#### PROVIDED MATERIAL ####

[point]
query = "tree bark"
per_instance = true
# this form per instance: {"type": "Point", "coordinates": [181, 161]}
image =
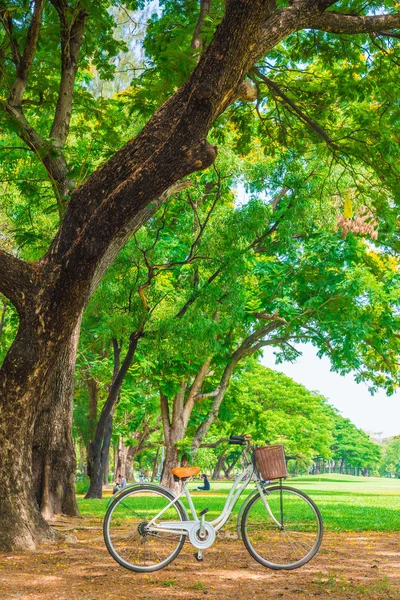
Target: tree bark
{"type": "Point", "coordinates": [219, 466]}
{"type": "Point", "coordinates": [100, 446]}
{"type": "Point", "coordinates": [50, 294]}
{"type": "Point", "coordinates": [53, 452]}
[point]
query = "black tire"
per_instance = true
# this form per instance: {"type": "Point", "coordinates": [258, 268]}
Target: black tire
{"type": "Point", "coordinates": [288, 546]}
{"type": "Point", "coordinates": [124, 528]}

####

• WHAT THE TASK REQUIRES
Your copy of the records above should be exact and contain no pictures.

• TASK ANSWER
[point]
query = "tree bark"
per_instance = true
# this form per instance: {"type": "Point", "coordinates": [181, 161]}
image =
Target: tree bark
{"type": "Point", "coordinates": [219, 466]}
{"type": "Point", "coordinates": [100, 446]}
{"type": "Point", "coordinates": [50, 294]}
{"type": "Point", "coordinates": [53, 452]}
[point]
query = "black tire"
per_instance = true
# this form per instance: {"type": "Point", "coordinates": [258, 268]}
Target: black tire
{"type": "Point", "coordinates": [288, 546]}
{"type": "Point", "coordinates": [124, 528]}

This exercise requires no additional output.